6. Configuration and Secret Patterns

6.1 Good Pattern — Config Outside Image

Image memuat executable.

Config datang saat runtime.

Sources:

  • environment variable untuk non-sensitive config kecil;
  • config file mounted untuk config kompleks;
  • Compose configs untuk non-sensitive config;
  • Swarm configs untuk cluster-managed non-sensitive config;
  • secrets untuk sensitive data.

Decision:

DataMechanism
feature toggleenvironment/config service
DB hostenvironment/config
TLS cert private keysecret
public CA bundleimage/config
app YAMLconfig mount
password/tokensecret
build-time private repo keyBuildKit SSH/secret mount

6.2 Anti-Pattern — Secret in Image

Gejala:

COPY .env /app/.env
ENV DB_PASSWORD=supersecret
ARG NPM_TOKEN=...

Masalah:

  • secret bisa muncul di image layer/history;
  • registry menyimpan secret;
  • scanner/log bisa mengekstrak;
  • revoke sulit;
  • semua environment bisa mewarisi secret;
  • audit gagal.

Better:

  • BuildKit secret mount untuk build-time secret;
  • runtime secret via orchestrator;
  • secret file mount;
  • rotation plan;
  • never print secret.

6.3 Good Pattern — Secret Versioning by Name

Swarm secrets immutable.

Rotation pattern:

db_password_v1 -> service uses v1
create db_password_v2
update service to mount v2
verify
remove v1 from service
remove secret v1 when no longer used

This avoids in-place mutation ambiguity.

6.4 Anti-Pattern — Environment Variables for Everything

Environment variable nyaman, tetapi tidak selalu aman.

Risiko:

  • terlihat di inspect/process environment;
  • bisa masuk logs/debug dump;
  • sulit untuk file-shaped secret;
  • ukuran terbatas;
  • tidak punya lifecycle secret yang baik.

Gunakan env untuk config non-sensitive.

Gunakan secret mechanism untuk sensitive data.


7. Storage and State Patterns

7.1 Good Pattern — Stateless Service by Default

Service stateless:

  • bisa direstart tanpa kehilangan data;
  • bisa diskalakan horizontal;
  • bisa dipindah node;
  • session/state disimpan di external store;
  • local cache boleh hilang;
  • logs keluar ke stdout/backend.

Stateless bukan berarti tidak punya dependency state.

Artinya container instance tidak menjadi sumber kebenaran durable.

7.2 Anti-Pattern — Durable Data in Writable Layer

Gejala:

  • upload disimpan di /app/uploads tanpa volume;
  • SQLite production di writable layer;
  • logs file internal dipakai untuk audit;
  • container commit untuk menyimpan perubahan;
  • backup dilakukan dengan copy dari stopped container acak.

Masalah:

  • data hilang saat remove;
  • backup tidak sistematis;
  • migration sulit;
  • Swarm reschedule kehilangan state;
  • disk pressure tersembunyi.

Better:

  • named volume;
  • external DB/storage;
  • bind mount hanya jika lifecycle jelas;
  • backup/restore drill;
  • storage owner jelas.

7.3 Good Pattern — Stateful Container with Explicit Identity

Stateful container bisa valid jika contract lengkap.

Wajib punya:

  • stable identity;
  • stable storage location;
  • placement constraint jika storage local;
  • backup plan;
  • restore drill;
  • upgrade procedure;
  • monitoring;
  • maintenance window;
  • disaster recovery expectation.

[Entri data hasil ekstraksi]

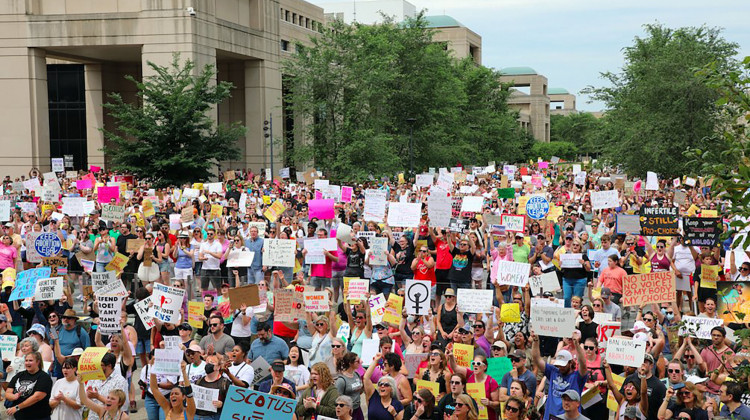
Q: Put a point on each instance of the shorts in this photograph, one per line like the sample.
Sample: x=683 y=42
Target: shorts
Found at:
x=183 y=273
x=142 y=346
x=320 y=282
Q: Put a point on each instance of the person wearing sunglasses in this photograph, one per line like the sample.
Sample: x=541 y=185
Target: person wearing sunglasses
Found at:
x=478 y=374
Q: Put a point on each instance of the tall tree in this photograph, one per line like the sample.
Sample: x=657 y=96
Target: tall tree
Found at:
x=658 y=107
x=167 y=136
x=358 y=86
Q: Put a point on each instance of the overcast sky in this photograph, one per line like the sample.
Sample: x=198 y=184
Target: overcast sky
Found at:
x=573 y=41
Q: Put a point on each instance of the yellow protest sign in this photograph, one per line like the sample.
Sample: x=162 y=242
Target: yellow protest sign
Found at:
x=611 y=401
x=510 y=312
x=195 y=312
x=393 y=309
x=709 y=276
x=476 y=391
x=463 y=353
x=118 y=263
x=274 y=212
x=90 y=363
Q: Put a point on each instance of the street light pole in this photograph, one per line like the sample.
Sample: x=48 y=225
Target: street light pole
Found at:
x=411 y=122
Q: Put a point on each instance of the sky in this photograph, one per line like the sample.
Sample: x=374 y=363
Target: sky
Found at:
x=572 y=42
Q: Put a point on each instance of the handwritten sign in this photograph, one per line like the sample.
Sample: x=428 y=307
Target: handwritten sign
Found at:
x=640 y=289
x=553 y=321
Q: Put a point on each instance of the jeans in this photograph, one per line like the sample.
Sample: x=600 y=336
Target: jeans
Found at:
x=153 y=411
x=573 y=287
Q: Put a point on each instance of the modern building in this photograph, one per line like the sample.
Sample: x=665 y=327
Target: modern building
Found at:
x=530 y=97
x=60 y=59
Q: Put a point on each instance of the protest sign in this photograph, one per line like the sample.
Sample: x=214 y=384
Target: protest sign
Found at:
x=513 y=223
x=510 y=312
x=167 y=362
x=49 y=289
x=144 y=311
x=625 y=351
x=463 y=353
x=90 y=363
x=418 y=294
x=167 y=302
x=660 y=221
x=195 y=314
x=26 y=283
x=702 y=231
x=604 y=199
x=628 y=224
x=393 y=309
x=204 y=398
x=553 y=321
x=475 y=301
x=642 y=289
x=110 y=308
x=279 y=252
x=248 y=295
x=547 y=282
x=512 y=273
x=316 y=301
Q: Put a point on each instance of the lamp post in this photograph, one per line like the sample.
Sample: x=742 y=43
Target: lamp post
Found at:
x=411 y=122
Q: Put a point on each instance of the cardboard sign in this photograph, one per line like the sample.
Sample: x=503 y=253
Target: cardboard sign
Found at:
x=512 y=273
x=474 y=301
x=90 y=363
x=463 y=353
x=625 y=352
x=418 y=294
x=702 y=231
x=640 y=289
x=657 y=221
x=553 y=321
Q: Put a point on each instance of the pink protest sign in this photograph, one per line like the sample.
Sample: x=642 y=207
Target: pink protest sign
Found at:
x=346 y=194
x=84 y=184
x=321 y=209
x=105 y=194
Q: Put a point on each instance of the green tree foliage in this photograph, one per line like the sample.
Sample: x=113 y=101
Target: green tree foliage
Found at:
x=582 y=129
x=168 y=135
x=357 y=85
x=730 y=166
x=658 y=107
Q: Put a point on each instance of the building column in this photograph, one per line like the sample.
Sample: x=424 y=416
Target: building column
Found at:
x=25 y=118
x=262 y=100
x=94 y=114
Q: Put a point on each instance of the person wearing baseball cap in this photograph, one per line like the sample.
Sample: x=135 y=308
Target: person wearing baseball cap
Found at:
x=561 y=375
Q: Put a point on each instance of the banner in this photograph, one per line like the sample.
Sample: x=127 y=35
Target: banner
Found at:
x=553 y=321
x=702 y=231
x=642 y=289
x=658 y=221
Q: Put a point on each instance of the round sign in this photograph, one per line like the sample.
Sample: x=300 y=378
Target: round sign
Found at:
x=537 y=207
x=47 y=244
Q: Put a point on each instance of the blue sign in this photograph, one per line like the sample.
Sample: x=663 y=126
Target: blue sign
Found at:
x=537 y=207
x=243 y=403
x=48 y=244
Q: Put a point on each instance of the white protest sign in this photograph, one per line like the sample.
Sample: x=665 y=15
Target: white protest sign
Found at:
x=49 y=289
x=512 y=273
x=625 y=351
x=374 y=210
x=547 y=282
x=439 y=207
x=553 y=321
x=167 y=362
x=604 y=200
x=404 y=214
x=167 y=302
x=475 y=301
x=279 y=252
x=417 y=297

■ Butir Tindakan 1 ■
Menurut dokumen sumber, sifat apa yang dimiliki Swarm secrets?
■ Butir Tindakan 2 ■
Sebutkan seluruh risiko penggunaan environment variable yang tercantum pada bagian 6.4 dokumen sumber.
■ Butir Tindakan 3 ■
Lanjutkan dokumen sumber tentang pola konfigurasi dan penyimpanan container ini, dimulai setelah butir terakhir yang ditampilkan.
Catatan-catatan tersebut merupakan materi tersendiri yang terpisah dari dokumen sumber.

■ Jawaban Tugas 1 ■
Swarm secrets bersifat immutable.

■ Jawaban Tugas 2 ■
- terlihat di inspect/process environment
- bisa masuk logs/debug dump
- sulit untuk file-shaped secret
- ukuran terbatas
- tidak punya lifecycle secret yang baik

■ Jawaban Tugas 3 ■
Swarm example:

services:
  postgres:
    image: postgres:16
    volumes:
      - pgdata:/var/lib/postgresql/data
    deploy:
      placement:
        constraints:
          - node.labels.pgdata == true
volumes:
  pgdata:
    external: true

This is still not automatically HA.

It only makes locality explicit.

7.4 Anti-Pattern — Local Volume Without Placement Constraint in Swarm

Jika service stateful memakai local volume dan Swarm menempatkan task di node lain, volume berbeda bisa dipakai.

Gejala:

  • data “hilang” setelah reschedule;
  • DB start kosong di node lain;
  • rollback tidak mengembalikan data;
  • backup mengambil node yang salah.

Better:

  • placement constraint;
  • external volume driver;
  • managed database;
  • replicated storage with clear semantics;
  • don't use Swarm for that state if team cannot operate it.

8. Networking Patterns

8.1 Good Pattern — Internal Service DNS

Compose/Swarm service-to-service call sebaiknya memakai service name.

api -> postgres:5432
api -> redis:6379
api -> broker:5672

Benefit:

  • tidak bergantung host port;
  • tidak bentrok port lokal;
  • portable antar environment;
  • service graph lebih jelas.

8.2 Anti-Pattern — localhost Trap

Dalam container, localhost berarti container itu sendiri.

Bukan host.

Bukan container lain.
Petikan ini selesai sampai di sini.